**WHAT TO PRODUCE:** Return a word-for-word copy of the complete listing below.

**EXTRACTED INFORMATION:**
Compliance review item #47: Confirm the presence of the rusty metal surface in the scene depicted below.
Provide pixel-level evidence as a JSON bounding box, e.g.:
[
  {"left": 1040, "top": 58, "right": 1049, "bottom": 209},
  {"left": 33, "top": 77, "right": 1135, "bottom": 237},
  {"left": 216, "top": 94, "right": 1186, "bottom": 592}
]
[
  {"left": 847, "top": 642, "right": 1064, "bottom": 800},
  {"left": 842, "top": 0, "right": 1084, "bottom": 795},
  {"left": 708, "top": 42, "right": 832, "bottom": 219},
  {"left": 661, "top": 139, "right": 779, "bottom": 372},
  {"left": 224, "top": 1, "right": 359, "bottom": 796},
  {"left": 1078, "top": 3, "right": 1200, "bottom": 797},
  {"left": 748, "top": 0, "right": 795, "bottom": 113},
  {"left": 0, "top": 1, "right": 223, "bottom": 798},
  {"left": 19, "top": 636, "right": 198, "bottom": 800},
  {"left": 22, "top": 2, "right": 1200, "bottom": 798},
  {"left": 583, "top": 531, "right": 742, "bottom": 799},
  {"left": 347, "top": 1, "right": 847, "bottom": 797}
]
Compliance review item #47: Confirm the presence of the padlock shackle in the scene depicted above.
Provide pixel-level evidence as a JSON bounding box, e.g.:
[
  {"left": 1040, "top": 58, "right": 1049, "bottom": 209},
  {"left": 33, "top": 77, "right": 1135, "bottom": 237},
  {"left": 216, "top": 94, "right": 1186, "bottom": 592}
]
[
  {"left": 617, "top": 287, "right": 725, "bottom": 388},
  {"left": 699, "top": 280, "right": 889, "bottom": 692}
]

**RESULT FOR THIS TASK:**
Compliance review item #47: Confirm the presence of the rusty metal surface in the scene depicted below.
Provide pixel-level evidence as a JSON bounding box, e.g.:
[
  {"left": 1040, "top": 58, "right": 1049, "bottom": 209},
  {"left": 33, "top": 77, "right": 1135, "bottom": 237},
  {"left": 216, "top": 94, "right": 1186, "bottom": 592}
]
[
  {"left": 847, "top": 642, "right": 1064, "bottom": 800},
  {"left": 842, "top": 0, "right": 1084, "bottom": 795},
  {"left": 708, "top": 42, "right": 832, "bottom": 219},
  {"left": 661, "top": 139, "right": 779, "bottom": 372},
  {"left": 224, "top": 1, "right": 359, "bottom": 796},
  {"left": 1078, "top": 3, "right": 1200, "bottom": 797},
  {"left": 748, "top": 0, "right": 795, "bottom": 113},
  {"left": 0, "top": 1, "right": 223, "bottom": 798},
  {"left": 19, "top": 636, "right": 198, "bottom": 800},
  {"left": 22, "top": 2, "right": 1200, "bottom": 798},
  {"left": 583, "top": 531, "right": 742, "bottom": 799},
  {"left": 347, "top": 1, "right": 847, "bottom": 797}
]
Compliance review item #47: Confirm the presence of the padlock shackle in the scene depicted above.
Provide pixel-level evidence as a JSON bounding box, e.g.:
[
  {"left": 1040, "top": 58, "right": 1049, "bottom": 209},
  {"left": 33, "top": 77, "right": 1135, "bottom": 237},
  {"left": 216, "top": 94, "right": 1186, "bottom": 592}
]
[
  {"left": 617, "top": 287, "right": 725, "bottom": 388},
  {"left": 699, "top": 280, "right": 889, "bottom": 692}
]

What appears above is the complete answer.